* START *

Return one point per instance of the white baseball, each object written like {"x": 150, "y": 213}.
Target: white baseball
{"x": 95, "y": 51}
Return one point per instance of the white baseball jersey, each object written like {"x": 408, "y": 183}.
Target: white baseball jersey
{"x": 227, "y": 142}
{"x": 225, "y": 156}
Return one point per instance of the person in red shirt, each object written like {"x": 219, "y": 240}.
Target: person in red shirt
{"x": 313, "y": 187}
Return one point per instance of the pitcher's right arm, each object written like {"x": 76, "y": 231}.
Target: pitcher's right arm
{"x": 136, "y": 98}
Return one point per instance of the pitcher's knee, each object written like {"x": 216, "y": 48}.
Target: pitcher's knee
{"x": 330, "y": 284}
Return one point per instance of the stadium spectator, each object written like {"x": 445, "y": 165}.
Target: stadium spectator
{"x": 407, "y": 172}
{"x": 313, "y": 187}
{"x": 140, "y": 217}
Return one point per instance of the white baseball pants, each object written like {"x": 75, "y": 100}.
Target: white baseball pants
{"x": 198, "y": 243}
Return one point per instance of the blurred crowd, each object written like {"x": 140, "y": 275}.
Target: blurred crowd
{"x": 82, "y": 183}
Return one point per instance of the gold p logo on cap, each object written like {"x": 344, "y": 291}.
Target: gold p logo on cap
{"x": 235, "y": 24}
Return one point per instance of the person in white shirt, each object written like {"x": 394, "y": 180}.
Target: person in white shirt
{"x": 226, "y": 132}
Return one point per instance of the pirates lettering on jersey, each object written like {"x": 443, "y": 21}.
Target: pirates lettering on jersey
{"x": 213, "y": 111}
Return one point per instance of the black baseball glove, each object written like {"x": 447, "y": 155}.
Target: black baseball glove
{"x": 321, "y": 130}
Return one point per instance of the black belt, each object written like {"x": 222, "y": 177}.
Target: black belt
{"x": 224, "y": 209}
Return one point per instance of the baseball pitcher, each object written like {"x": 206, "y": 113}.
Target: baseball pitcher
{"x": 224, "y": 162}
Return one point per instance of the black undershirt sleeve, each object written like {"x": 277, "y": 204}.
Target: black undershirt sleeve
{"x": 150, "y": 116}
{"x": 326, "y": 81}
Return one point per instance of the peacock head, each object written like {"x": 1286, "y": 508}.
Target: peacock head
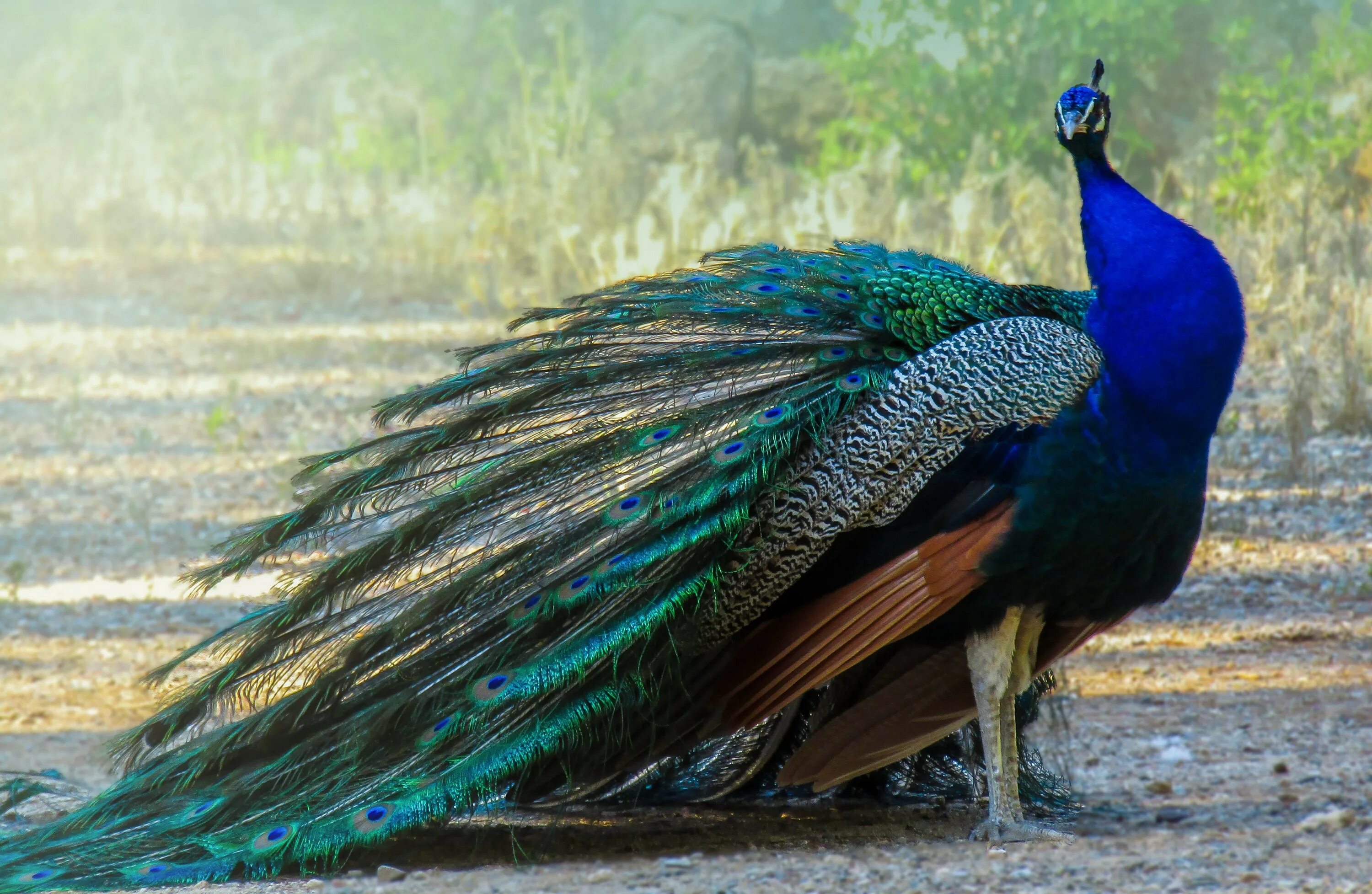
{"x": 1083, "y": 116}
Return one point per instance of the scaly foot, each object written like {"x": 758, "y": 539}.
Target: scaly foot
{"x": 991, "y": 830}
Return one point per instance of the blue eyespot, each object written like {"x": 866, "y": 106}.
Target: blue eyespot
{"x": 852, "y": 382}
{"x": 372, "y": 819}
{"x": 490, "y": 687}
{"x": 658, "y": 435}
{"x": 272, "y": 838}
{"x": 729, "y": 453}
{"x": 772, "y": 416}
{"x": 626, "y": 508}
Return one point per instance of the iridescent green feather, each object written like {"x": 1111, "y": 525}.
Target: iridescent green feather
{"x": 504, "y": 579}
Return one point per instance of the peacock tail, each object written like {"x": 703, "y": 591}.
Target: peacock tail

* END *

[GIVEN PROBLEM] Up to and including the last line of the listing, starting at the line with "Return one point per instance of the gold", extract every line exactly and leave out the pictures.

[EXPECTED OUTPUT]
Return one point per instance of the gold p logo on cap, each object written like {"x": 344, "y": 291}.
Target: gold p logo on cap
{"x": 235, "y": 24}
Return one point per instance of the person in white shirt, each object written like {"x": 394, "y": 180}.
Target: person in white shirt
{"x": 226, "y": 132}
Return one point per instance of the pirates lettering on jersey, each object written like {"x": 443, "y": 21}.
Target: pirates lettering on jersey
{"x": 213, "y": 111}
Return one point per instance of the black baseball glove, each object written like {"x": 447, "y": 155}.
Target: black baseball glove
{"x": 321, "y": 130}
Return one point per instance of the black belt, each object written like {"x": 222, "y": 177}.
Target: black belt
{"x": 224, "y": 209}
Return one point per instance of the baseball pitcher, each object written like {"x": 206, "y": 113}.
Target: baseball pitcher
{"x": 224, "y": 162}
Return one point per instance of the black undershirt sleeve, each object written like {"x": 277, "y": 204}.
Target: black undershirt sleeve
{"x": 150, "y": 116}
{"x": 326, "y": 81}
Return one point per instance of the peacock head, each object written like {"x": 1286, "y": 508}.
Target: peacock head
{"x": 1083, "y": 116}
Return one point per instance of the scaly foot, each object written like {"x": 758, "y": 539}.
Target: scaly foot
{"x": 991, "y": 830}
Return one point per instance of the blue eyespot, each object written like {"x": 866, "y": 106}.
Target: blue eyespot
{"x": 852, "y": 382}
{"x": 372, "y": 819}
{"x": 490, "y": 687}
{"x": 658, "y": 435}
{"x": 272, "y": 838}
{"x": 729, "y": 453}
{"x": 772, "y": 416}
{"x": 626, "y": 508}
Return one point per instance of the iridescent green feather, each object written like {"x": 1111, "y": 525}.
Target: iridescent green feather
{"x": 504, "y": 579}
Return one point per instance of the peacock tail, each object written like {"x": 703, "y": 591}.
Target: peacock tail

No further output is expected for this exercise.